◆ **Set problem**
Repeat precisely, and only, the lines between the line containing "Exercise. Mark the purple" and the end of the listing below, both ends included.

◆ **Supplied entries**
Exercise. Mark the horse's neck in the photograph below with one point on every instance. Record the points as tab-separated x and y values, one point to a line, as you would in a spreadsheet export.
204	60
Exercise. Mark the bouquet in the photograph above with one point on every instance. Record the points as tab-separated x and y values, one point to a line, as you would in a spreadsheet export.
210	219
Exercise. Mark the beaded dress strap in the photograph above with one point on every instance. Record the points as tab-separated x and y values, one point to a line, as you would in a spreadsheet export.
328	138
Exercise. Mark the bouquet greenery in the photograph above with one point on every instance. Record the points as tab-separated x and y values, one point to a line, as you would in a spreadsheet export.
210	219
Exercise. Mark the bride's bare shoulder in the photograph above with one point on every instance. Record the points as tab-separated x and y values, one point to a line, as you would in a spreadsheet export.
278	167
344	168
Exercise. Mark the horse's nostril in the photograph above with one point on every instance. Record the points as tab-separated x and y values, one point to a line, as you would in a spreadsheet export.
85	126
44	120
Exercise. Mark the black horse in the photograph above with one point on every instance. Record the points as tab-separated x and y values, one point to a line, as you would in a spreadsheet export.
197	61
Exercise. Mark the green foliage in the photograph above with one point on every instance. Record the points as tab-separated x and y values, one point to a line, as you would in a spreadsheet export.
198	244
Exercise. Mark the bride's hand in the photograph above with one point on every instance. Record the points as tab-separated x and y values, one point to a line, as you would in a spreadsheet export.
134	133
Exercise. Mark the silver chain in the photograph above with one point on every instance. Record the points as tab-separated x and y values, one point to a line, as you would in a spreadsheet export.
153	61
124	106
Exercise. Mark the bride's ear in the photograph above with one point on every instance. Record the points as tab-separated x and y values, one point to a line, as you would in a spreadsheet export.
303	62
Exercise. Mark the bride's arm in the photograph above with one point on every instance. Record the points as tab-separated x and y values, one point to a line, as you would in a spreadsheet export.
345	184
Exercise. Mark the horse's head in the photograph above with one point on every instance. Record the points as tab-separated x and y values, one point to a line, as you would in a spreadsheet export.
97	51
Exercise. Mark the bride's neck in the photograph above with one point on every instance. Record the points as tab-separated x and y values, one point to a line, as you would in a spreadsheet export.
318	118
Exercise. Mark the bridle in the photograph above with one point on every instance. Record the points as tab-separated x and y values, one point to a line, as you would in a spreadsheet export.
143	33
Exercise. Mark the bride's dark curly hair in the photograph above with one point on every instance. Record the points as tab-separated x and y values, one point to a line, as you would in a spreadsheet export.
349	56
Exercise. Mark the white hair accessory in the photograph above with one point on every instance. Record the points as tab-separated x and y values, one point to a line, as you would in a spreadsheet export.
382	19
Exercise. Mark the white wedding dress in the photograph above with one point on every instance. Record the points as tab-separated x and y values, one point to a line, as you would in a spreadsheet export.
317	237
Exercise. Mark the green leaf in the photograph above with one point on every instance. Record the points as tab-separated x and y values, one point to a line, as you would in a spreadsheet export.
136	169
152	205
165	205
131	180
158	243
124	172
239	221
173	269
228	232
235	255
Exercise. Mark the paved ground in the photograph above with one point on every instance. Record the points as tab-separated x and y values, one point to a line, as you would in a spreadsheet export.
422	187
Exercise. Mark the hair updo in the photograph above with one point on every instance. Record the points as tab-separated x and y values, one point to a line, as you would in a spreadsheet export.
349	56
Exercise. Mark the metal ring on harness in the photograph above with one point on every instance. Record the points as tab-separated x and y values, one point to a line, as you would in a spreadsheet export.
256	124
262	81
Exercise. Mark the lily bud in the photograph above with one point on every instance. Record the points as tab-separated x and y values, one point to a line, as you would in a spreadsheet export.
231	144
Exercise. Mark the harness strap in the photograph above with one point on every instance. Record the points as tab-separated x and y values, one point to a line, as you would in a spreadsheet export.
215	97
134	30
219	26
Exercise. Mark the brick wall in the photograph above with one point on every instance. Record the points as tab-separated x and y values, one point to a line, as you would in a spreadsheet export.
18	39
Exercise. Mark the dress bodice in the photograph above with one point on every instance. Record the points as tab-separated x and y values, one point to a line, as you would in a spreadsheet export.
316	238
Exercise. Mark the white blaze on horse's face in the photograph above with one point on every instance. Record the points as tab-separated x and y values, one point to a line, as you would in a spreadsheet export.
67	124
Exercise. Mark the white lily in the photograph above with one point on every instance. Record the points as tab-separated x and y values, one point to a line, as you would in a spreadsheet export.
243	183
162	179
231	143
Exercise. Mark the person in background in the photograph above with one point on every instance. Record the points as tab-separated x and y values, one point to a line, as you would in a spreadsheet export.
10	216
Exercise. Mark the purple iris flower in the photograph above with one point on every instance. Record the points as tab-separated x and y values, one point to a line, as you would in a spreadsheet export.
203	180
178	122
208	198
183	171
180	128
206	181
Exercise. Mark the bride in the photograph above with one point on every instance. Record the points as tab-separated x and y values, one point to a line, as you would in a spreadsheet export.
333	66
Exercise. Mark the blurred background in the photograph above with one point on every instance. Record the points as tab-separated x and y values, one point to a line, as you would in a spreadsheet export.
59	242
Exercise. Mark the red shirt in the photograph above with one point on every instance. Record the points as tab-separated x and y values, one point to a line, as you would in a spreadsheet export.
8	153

◆ **Correct answer**
Exercise. Mark the purple iris flower in the photograph above with one point on every instance. Record the points as tab-separated x and y values, one point to a line, as you would in a spreadsheet export.
203	180
178	122
208	198
183	171
180	128
206	181
Exercise. Mark the bride in the photograph above with one point on every instance. Record the points as tab-separated x and y values, one point to a line, as you would in a spreadsheet export.
333	66
Exercise. Mark the blurred background in the photograph above with one point on every instance. Record the points as tab-separated x and y values, one point to a line, as you would in a spreadsheet export.
59	242
Exercise. Mark the red shirt in the photograph above with one point on every instance. Record the points as tab-separated x and y values, one point to a line, as you would in a spreadsheet export.
8	153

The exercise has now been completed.